#### REQUEST
Please report each line of the rows below that contains the word "photo", copied whole. Case counts.

#### AVAILABLE RECORDS
──────────
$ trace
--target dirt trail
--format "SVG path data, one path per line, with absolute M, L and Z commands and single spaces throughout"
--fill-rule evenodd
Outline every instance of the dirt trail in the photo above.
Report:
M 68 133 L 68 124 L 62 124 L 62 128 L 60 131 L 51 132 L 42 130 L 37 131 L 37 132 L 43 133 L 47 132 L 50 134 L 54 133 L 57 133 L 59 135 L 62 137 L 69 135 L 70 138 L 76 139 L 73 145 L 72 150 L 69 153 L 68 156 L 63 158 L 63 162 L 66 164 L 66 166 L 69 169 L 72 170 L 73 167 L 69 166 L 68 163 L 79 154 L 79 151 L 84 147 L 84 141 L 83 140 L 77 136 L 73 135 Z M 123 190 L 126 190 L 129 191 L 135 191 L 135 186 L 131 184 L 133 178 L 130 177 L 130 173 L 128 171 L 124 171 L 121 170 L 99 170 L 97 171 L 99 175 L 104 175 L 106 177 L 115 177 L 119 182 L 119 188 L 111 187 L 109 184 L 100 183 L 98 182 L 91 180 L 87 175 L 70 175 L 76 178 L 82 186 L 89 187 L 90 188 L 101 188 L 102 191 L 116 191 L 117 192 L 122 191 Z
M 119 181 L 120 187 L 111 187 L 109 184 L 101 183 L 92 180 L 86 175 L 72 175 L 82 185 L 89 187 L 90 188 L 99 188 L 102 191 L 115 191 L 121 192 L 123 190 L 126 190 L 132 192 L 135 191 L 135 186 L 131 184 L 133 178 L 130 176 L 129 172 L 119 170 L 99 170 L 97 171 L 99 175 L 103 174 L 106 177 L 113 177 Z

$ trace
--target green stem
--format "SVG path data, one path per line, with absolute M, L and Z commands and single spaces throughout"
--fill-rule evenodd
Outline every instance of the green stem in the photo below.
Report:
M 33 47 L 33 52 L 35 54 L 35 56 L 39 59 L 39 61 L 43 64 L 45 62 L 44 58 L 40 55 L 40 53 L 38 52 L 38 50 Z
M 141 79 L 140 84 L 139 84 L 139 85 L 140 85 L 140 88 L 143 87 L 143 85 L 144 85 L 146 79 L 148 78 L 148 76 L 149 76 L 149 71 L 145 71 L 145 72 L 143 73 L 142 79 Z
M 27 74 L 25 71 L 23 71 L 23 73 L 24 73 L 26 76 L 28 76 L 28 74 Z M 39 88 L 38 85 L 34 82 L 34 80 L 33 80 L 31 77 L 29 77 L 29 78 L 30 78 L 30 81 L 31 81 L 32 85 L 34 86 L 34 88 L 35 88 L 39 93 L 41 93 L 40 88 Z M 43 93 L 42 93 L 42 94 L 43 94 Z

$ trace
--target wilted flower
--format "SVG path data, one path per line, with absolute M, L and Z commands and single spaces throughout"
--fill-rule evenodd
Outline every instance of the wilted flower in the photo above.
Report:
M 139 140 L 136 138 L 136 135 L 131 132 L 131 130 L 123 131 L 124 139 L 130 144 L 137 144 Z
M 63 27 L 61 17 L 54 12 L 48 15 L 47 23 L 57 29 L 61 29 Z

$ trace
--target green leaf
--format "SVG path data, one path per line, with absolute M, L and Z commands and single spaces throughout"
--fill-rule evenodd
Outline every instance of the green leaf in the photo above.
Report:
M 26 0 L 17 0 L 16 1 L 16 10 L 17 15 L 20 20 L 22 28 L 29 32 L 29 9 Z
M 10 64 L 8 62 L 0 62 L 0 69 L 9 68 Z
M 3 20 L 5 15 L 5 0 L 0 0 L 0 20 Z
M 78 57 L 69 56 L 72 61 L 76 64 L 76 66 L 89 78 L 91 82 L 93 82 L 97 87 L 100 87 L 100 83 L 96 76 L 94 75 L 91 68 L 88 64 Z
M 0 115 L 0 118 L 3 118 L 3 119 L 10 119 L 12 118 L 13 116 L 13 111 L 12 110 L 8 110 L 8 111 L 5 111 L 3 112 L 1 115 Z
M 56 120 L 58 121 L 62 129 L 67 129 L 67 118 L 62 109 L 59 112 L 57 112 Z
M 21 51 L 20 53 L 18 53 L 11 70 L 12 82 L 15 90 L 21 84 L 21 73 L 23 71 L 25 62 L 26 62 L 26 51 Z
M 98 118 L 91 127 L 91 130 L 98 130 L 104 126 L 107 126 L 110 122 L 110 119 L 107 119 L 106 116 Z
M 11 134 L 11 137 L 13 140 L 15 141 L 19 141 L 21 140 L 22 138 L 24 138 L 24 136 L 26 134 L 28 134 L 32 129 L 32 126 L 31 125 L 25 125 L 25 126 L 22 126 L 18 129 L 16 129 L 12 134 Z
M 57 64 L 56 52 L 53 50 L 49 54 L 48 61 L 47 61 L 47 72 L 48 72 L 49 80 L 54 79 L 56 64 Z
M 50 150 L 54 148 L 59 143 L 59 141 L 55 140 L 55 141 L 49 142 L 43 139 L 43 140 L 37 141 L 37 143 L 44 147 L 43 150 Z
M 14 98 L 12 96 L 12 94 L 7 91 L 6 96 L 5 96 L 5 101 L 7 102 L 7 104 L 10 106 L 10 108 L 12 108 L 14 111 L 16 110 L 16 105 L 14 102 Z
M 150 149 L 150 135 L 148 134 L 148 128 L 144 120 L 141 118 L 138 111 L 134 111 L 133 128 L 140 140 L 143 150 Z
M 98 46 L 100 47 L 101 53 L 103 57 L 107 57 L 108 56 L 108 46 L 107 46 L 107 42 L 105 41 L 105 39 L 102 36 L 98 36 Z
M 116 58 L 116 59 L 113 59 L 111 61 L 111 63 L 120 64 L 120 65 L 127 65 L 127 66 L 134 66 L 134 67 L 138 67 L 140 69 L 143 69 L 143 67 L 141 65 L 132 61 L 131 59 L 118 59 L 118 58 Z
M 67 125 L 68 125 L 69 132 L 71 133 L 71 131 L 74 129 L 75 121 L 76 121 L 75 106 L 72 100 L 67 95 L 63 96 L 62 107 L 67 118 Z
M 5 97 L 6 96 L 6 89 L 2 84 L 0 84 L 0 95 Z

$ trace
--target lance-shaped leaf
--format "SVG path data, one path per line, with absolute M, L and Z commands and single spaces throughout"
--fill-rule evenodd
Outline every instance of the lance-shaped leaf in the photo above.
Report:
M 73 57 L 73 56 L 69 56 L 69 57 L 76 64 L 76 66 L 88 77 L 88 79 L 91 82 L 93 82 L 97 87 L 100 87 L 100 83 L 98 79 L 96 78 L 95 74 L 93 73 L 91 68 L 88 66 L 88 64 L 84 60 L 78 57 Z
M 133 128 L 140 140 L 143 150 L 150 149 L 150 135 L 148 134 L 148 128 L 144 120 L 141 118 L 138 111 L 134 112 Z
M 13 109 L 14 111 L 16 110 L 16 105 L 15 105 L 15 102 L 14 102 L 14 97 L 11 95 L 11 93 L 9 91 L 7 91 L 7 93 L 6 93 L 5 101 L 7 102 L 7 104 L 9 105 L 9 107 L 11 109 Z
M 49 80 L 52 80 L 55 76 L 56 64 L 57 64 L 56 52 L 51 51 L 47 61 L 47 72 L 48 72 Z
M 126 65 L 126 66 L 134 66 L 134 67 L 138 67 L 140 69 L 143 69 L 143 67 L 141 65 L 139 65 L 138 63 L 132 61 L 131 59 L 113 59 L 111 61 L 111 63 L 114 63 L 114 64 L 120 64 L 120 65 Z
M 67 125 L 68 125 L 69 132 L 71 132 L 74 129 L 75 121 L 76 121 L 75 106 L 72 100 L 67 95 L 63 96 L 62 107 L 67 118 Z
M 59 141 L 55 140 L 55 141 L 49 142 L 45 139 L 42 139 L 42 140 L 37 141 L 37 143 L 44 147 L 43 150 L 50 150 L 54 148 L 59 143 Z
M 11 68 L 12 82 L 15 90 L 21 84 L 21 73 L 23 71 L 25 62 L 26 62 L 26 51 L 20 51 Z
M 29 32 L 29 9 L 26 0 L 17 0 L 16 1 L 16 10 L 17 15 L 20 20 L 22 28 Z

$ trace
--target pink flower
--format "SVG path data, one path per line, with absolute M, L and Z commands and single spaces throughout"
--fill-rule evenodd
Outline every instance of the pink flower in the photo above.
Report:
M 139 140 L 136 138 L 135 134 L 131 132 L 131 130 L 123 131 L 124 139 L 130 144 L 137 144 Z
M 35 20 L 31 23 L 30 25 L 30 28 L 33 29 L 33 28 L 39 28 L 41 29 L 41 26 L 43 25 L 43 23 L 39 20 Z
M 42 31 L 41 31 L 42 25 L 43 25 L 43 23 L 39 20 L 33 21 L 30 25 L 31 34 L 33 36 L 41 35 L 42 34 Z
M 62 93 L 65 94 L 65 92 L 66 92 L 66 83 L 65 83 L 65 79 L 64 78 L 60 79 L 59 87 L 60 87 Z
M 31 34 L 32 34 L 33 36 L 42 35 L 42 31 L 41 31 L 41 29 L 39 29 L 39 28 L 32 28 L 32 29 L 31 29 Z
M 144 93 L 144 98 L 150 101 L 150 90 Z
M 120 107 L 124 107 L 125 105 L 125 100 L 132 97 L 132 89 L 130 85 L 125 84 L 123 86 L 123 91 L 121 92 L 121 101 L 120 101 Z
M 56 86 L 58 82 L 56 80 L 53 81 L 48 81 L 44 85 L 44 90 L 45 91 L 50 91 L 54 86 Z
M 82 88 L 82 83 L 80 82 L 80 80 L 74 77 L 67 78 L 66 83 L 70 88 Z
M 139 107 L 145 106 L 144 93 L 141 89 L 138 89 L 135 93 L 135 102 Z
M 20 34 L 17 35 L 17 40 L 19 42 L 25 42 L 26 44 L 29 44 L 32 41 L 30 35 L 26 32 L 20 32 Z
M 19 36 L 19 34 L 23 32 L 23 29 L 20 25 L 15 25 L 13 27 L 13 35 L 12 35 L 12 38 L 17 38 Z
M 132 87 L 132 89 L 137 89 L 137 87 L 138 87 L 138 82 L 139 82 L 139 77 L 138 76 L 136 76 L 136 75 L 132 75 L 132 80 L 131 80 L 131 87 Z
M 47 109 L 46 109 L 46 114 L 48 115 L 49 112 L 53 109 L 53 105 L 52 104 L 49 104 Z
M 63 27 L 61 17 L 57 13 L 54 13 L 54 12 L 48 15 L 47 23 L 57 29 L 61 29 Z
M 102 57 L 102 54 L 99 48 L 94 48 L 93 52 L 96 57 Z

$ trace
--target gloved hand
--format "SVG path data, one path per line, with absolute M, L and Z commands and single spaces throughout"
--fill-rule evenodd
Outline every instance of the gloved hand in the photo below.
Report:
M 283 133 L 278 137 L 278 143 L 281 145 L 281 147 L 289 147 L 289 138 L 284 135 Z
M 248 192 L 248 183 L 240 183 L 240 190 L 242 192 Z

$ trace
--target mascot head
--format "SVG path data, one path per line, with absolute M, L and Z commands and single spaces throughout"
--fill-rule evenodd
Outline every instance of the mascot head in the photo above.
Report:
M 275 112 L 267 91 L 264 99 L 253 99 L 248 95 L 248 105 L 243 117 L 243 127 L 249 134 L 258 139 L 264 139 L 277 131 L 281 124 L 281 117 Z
──────────
#### CORRECT ANSWER
Outline every instance of the dirt trail in the photo above.
Outline every instance of the green stem in the photo below.
Outline every instance of the wilted flower in the photo above.
Outline every instance of the green leaf in the photo above.
Outline every instance of the lance-shaped leaf in the photo above.
Outline every instance of the pink flower in the photo above.
Outline every instance of the gloved hand in the photo below.
Outline every instance of the mascot head in the photo above.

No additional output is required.